Какая доля населения Земного шара участвовала во Второй мировой войне, согласно фрагменту документа?

==== Фрагмент документа

В этих строках, мне кажется, частично таится секрет названия книги Ираиды Легкой «Невидимые нити». Далее в стихотворении она пишет:

 

Мы выбрали благую участь безумия

По чайной ложке в час

Слова веселые помучают ужасом

И отпускают нас

 

Это мысли о творчестве в целом, а вернее о муках творения художника.

Дитя Второй мировой войны, Ираида Легкая проносит воспоминания через всю свою поэтическую цепочку памяти: трагедии, потерю родины, боль за поруганное отечество, страдания народа. Это была война двух мировых коалиций (между конфликтами которых попала семья автора), ставшая крупнейшим вооружённым конфликтом в истории человечества. В ней участвовало 80% населения Земного шара. Боевые действия велись на территории трёх континентов. Это единственный конфликт, в котором было применено ядерное оружие. Поэтесса выбирает из этого исторического материала эмоционально близкие моменты и мотивы. Таково стихотворение «Русским пленным Второй мировой войны»:

 

Отмороженные ноги дорогу устало месили

Вьюга от колонны отставших снежком заносила

Это было в России

                               Вьюга кружила

                                                 Было зимой красиво

В той же самой России где старуха о Сталине голосила

О тиране-поильце-кормильце-вожде-учителе и убийце

Не о сынах своих старуха причитала и голосила

Где сыны твои

                         Кости их удобряют землю

А их честь отечеством отдана на порутанье

Твои дочери по миру пущены

                                                  руки и сердце калечить

И по-русски

                   До свидания

                                         превращается

В

   До страдания

                     Без состраданья

 

Такое и читать страшно и больно.

========
==== Фрагменты записей

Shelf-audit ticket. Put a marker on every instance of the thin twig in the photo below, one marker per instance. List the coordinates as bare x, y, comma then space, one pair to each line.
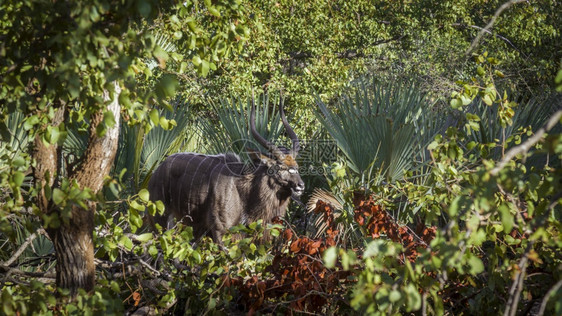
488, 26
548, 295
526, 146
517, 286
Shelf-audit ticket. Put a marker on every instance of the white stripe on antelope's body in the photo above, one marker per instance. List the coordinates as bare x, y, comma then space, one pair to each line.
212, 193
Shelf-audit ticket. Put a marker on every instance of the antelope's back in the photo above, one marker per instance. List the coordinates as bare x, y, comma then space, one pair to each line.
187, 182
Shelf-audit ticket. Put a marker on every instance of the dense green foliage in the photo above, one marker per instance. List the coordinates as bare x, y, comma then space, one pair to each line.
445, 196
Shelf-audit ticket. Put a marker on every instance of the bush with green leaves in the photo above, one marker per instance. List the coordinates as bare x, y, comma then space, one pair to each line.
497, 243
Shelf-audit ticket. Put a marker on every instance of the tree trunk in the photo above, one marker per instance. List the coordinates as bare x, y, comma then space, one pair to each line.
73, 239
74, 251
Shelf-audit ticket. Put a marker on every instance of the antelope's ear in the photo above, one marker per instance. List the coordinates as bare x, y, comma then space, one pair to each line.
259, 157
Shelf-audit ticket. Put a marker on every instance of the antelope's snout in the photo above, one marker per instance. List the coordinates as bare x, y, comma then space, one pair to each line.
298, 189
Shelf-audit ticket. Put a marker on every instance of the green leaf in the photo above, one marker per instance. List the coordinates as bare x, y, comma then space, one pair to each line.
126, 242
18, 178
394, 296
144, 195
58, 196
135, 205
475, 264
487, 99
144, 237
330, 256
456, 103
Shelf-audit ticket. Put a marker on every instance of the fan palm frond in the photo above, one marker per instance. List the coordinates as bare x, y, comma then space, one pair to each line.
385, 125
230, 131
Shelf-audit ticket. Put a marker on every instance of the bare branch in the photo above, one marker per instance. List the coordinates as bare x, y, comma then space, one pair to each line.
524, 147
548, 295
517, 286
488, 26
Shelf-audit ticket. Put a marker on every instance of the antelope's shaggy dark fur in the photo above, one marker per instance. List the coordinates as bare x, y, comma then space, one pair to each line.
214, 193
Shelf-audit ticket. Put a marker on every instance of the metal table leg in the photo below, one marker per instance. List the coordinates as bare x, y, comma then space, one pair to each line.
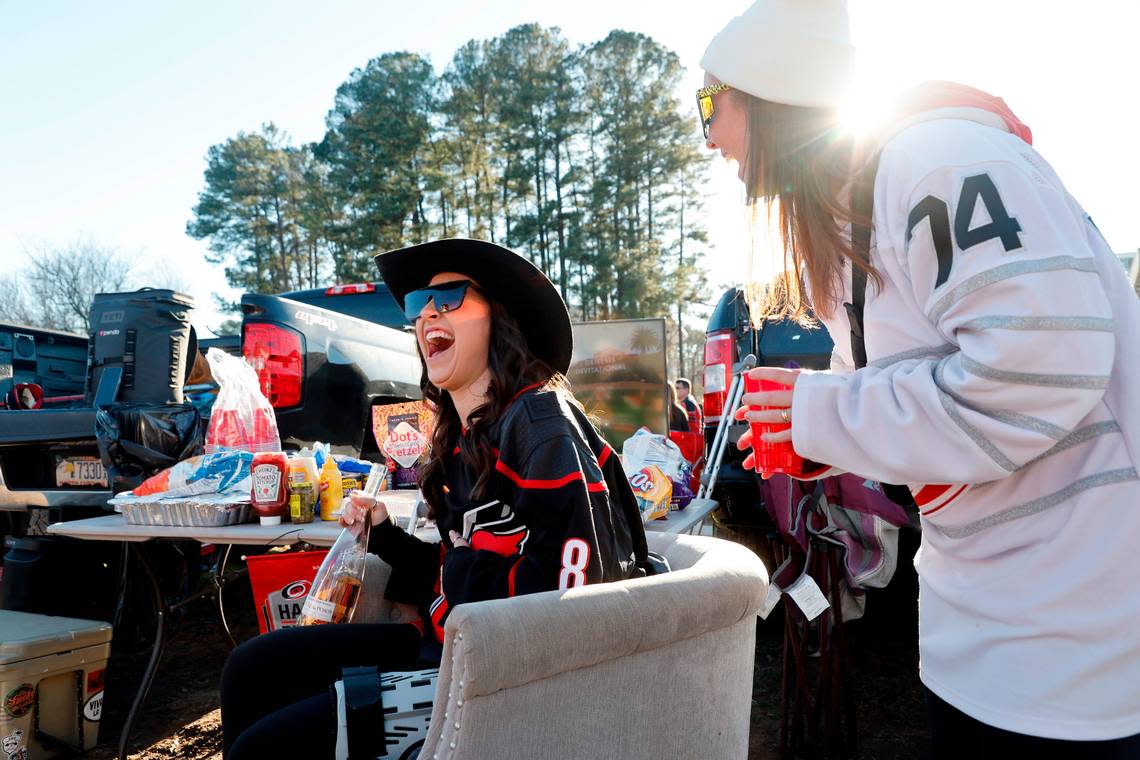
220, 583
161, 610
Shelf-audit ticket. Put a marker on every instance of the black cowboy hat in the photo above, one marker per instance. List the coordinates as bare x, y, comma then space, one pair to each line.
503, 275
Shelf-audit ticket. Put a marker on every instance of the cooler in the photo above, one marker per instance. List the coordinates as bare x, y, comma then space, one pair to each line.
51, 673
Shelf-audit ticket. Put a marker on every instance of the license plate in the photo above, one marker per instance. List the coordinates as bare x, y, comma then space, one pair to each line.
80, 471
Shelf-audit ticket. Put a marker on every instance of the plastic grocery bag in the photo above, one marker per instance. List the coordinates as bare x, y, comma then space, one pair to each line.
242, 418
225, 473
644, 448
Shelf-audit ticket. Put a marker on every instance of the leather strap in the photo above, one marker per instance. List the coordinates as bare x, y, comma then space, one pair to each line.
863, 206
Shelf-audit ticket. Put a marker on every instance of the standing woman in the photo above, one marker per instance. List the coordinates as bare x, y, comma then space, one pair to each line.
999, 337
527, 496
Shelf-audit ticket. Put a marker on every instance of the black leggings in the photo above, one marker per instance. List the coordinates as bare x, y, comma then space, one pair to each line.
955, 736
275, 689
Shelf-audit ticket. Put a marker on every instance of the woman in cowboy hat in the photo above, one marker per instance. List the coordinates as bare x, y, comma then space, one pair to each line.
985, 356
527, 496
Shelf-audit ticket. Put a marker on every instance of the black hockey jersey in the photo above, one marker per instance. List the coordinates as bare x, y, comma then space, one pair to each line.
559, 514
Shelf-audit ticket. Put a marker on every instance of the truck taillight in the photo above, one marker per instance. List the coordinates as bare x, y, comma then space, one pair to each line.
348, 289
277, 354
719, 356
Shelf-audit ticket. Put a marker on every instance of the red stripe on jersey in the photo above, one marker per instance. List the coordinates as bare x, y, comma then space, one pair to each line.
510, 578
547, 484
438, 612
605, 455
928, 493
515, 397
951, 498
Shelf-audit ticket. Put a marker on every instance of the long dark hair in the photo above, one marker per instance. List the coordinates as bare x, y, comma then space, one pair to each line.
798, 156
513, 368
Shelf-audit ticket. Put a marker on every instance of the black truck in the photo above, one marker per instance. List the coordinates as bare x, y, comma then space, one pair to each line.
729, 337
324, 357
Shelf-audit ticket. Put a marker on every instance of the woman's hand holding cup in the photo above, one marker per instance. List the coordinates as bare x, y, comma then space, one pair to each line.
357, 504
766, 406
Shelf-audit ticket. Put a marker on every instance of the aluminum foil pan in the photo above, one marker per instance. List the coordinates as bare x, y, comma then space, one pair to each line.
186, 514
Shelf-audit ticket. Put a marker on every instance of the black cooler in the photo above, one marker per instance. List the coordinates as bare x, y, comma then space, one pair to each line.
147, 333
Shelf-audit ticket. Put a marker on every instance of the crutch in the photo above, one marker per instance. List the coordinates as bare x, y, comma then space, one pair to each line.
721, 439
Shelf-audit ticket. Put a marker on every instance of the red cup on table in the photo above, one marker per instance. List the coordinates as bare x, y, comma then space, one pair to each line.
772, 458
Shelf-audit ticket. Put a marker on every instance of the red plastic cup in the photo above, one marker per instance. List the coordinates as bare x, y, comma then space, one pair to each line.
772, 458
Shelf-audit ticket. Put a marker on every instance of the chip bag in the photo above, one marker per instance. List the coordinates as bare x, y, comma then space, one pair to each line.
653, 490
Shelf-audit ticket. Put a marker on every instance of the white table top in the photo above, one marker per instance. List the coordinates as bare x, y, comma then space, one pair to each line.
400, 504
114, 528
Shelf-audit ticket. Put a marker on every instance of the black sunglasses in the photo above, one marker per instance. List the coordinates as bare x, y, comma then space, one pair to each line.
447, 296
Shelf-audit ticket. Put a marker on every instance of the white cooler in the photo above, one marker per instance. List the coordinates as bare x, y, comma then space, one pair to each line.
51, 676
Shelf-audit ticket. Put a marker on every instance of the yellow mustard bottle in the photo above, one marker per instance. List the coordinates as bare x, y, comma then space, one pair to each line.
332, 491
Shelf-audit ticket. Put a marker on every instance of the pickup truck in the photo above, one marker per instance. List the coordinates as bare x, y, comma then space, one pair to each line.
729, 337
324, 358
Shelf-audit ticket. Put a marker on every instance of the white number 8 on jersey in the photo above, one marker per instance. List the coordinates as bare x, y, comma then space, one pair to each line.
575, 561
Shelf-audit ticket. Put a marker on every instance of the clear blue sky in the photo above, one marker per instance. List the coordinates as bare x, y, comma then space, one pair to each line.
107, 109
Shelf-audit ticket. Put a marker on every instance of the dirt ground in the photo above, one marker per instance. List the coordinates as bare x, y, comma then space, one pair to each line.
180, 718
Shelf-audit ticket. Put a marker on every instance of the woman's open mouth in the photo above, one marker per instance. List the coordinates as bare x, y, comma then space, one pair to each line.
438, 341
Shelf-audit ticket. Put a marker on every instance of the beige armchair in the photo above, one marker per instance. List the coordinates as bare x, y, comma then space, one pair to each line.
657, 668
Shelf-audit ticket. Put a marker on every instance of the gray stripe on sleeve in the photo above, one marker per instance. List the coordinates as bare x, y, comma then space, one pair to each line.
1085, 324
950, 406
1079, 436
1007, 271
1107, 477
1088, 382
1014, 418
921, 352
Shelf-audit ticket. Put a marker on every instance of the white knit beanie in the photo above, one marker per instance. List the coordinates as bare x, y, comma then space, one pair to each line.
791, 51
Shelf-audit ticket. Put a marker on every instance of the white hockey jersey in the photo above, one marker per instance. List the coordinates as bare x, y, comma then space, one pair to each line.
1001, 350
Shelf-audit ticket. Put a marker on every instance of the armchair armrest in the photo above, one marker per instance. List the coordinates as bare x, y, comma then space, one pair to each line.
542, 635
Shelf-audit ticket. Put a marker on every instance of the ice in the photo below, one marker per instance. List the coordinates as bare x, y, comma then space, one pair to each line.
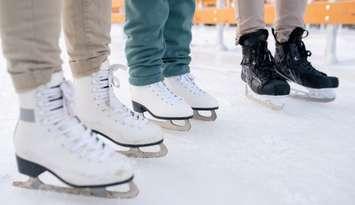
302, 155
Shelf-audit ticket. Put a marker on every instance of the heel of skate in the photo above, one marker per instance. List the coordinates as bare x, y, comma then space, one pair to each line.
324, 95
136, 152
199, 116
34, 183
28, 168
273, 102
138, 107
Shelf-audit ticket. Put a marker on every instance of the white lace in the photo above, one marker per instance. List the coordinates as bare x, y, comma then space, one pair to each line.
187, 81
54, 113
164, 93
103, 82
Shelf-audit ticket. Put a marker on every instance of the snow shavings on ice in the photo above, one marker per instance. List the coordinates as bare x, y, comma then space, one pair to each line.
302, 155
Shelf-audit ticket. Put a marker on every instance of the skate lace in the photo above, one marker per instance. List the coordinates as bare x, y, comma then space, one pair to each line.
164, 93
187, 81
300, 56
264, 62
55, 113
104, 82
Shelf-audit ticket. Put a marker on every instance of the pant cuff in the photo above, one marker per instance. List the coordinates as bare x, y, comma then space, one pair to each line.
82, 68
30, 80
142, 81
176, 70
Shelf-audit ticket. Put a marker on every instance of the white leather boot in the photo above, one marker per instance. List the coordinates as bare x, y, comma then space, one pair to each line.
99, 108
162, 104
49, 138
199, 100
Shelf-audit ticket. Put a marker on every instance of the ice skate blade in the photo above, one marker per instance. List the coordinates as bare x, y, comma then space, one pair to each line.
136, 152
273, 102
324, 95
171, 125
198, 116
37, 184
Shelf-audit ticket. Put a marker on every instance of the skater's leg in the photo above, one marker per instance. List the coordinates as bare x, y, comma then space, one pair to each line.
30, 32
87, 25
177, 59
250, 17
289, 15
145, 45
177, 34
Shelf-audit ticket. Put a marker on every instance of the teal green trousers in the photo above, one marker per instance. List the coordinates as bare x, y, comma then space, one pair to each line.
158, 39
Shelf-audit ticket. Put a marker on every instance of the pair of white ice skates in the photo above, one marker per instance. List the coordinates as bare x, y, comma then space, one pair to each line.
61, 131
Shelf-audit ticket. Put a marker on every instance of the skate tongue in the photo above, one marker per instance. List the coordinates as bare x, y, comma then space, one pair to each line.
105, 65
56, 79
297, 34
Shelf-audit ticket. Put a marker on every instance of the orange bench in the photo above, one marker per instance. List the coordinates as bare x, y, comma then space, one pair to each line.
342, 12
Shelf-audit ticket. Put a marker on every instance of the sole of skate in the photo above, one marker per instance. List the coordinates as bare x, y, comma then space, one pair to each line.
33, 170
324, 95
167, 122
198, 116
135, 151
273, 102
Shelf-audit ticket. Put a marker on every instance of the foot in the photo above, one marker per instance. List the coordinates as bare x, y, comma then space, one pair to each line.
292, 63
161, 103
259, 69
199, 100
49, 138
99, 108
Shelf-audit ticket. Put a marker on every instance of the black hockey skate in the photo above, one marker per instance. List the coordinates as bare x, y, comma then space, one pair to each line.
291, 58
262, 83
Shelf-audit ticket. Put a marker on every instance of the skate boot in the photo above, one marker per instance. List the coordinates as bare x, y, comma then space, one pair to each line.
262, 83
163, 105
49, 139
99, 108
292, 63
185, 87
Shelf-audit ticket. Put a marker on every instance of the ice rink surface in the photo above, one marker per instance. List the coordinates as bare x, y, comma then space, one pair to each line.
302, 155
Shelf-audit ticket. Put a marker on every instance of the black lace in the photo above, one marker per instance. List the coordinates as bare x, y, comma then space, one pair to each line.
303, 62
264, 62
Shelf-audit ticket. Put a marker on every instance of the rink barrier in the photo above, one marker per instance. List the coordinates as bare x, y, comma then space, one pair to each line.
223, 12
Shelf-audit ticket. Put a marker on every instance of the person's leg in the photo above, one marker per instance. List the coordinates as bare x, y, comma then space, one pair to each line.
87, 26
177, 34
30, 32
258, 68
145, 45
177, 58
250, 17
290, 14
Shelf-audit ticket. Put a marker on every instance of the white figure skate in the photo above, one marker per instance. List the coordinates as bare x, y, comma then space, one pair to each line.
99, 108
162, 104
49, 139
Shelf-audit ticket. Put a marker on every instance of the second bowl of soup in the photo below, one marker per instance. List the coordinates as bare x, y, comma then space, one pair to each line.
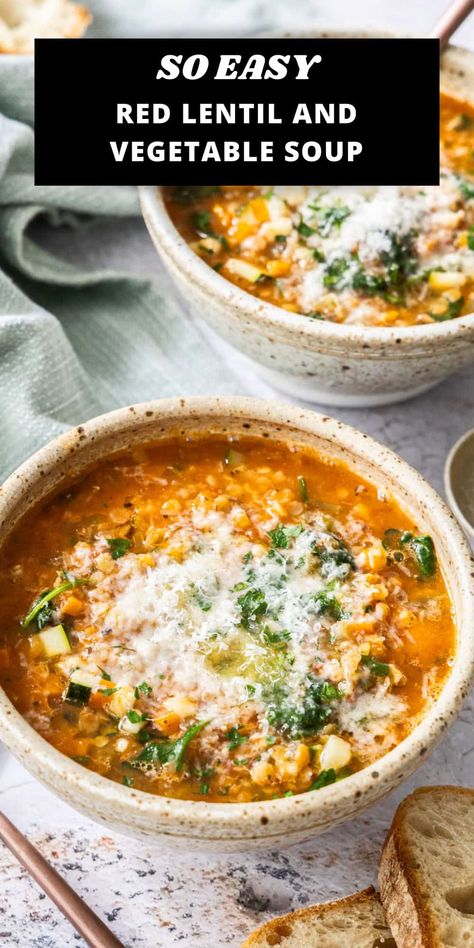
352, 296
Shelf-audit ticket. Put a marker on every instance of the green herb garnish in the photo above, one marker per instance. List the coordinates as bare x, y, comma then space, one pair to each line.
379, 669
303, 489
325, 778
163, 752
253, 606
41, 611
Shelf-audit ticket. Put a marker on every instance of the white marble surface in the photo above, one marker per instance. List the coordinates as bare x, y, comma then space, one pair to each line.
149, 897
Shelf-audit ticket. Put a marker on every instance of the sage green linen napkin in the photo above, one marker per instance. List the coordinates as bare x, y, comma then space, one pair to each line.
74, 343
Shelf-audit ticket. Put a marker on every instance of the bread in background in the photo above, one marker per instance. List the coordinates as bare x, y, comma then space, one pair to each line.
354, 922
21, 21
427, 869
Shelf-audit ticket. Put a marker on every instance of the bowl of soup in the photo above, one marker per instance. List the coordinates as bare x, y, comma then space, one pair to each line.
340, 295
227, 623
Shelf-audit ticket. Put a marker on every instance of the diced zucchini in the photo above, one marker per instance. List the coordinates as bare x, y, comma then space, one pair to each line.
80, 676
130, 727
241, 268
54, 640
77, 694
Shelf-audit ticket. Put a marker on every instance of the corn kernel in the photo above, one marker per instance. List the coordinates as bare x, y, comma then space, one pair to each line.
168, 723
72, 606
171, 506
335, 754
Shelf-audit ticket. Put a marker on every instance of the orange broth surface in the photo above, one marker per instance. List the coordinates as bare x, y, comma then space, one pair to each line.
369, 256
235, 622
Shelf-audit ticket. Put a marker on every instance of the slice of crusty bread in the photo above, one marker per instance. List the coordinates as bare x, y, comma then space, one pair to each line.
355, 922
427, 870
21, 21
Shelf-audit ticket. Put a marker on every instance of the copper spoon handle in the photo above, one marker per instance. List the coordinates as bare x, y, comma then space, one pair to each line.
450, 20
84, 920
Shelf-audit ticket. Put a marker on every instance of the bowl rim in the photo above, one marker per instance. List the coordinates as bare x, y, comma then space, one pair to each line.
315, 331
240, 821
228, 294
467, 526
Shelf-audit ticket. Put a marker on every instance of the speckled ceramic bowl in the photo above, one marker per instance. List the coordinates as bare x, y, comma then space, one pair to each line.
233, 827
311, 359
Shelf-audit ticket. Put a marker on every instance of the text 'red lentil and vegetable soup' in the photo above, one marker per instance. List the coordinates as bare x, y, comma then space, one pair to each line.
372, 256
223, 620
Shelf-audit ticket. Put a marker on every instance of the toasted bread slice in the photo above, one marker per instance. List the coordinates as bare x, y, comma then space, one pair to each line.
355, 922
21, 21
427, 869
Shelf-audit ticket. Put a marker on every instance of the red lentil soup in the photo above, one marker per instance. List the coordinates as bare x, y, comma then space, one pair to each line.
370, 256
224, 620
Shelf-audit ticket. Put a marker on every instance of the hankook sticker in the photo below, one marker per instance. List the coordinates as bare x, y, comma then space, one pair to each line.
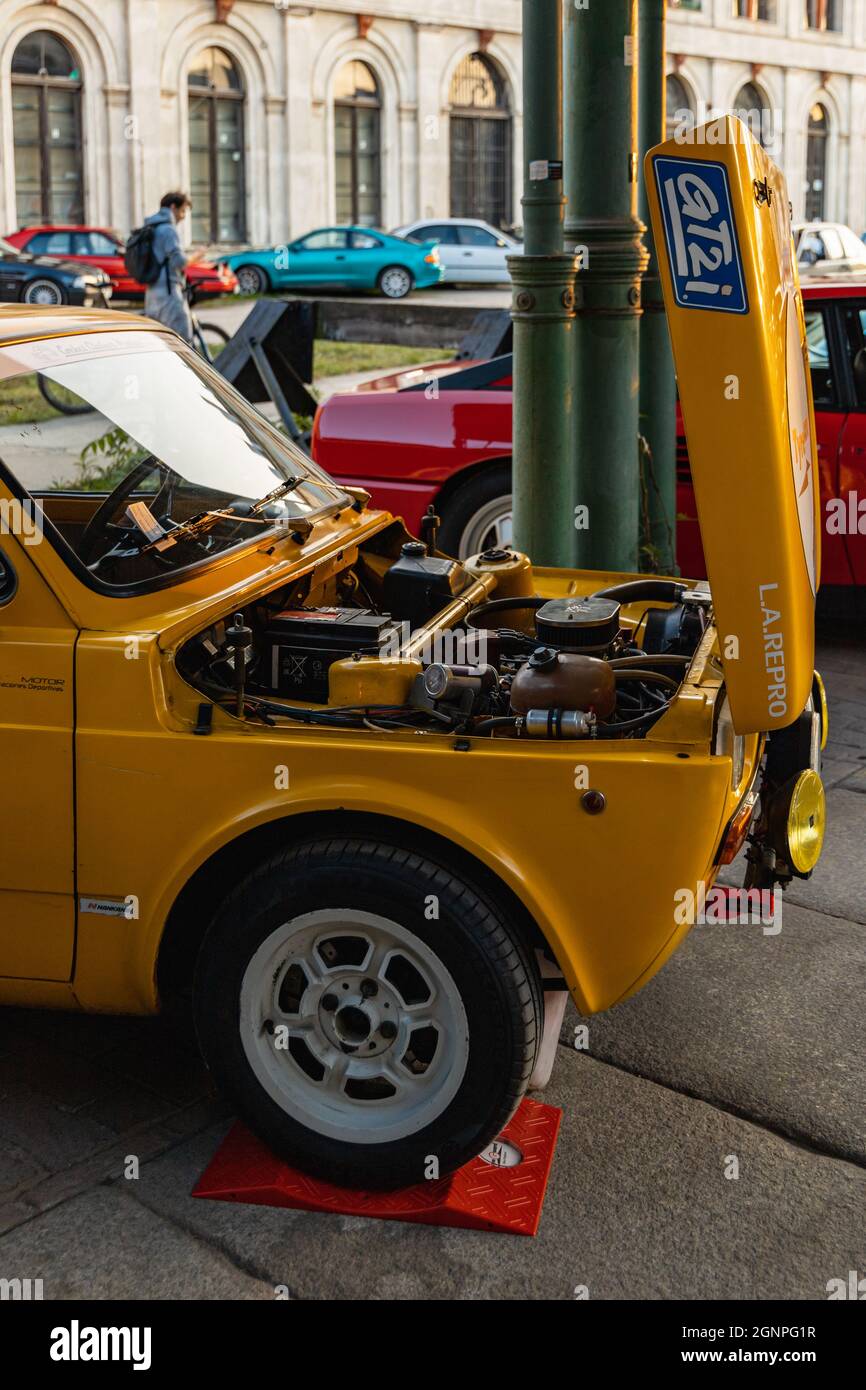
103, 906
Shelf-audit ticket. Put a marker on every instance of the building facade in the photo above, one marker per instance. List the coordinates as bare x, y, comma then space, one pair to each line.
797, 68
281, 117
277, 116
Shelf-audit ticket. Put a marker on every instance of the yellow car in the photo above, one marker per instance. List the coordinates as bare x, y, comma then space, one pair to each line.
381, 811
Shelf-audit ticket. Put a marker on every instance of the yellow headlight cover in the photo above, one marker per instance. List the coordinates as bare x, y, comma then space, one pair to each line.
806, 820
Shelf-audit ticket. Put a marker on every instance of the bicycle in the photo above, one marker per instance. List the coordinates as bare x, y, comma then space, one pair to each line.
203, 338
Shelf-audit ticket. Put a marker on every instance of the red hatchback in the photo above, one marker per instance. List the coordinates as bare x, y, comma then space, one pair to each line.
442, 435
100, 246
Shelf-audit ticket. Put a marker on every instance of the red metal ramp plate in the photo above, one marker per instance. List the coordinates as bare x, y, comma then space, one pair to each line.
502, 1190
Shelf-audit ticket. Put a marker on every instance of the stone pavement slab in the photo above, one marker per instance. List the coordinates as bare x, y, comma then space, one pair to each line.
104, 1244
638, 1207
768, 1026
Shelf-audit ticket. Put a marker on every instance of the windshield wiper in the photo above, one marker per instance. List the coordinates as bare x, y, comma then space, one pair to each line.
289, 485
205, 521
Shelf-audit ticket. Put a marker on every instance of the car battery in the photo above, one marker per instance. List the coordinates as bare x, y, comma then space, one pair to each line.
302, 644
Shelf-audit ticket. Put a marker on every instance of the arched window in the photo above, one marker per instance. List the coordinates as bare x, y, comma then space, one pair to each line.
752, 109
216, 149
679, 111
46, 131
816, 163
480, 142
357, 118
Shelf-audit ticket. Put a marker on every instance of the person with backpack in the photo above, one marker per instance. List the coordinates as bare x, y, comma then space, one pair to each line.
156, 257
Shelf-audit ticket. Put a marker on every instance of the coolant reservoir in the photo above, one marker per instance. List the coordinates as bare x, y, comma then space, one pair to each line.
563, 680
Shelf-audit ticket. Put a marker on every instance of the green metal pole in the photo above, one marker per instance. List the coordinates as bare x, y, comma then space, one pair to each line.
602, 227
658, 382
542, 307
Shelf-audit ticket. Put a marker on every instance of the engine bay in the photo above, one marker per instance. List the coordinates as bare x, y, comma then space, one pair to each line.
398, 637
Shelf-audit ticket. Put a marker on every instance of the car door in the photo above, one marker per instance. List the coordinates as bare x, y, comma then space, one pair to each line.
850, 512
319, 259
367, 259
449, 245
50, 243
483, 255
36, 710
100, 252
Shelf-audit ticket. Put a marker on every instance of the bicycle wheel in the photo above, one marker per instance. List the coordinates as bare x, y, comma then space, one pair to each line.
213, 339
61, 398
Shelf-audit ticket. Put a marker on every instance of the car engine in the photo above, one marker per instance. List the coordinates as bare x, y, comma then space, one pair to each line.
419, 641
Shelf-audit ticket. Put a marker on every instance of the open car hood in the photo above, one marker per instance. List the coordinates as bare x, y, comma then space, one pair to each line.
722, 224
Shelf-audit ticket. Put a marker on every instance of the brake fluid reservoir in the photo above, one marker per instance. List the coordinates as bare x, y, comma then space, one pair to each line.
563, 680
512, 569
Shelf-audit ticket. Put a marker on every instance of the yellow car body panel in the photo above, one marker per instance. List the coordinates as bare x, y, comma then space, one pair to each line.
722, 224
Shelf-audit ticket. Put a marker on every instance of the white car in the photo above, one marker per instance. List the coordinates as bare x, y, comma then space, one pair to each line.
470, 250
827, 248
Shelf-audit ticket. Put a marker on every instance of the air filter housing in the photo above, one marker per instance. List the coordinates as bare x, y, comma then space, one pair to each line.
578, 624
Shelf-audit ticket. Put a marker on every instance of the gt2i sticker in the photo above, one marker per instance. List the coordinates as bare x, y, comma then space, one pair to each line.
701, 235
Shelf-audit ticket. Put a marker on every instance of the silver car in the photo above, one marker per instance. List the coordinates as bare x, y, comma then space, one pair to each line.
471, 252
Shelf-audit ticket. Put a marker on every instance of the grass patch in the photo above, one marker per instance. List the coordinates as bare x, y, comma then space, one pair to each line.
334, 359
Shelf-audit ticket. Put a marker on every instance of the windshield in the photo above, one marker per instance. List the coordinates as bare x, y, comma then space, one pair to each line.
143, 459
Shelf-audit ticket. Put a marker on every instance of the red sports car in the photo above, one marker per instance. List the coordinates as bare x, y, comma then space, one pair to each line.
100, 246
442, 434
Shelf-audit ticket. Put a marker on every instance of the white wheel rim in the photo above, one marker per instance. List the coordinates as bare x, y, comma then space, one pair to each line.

========

Ответ на задание: 80% населения Земного шара.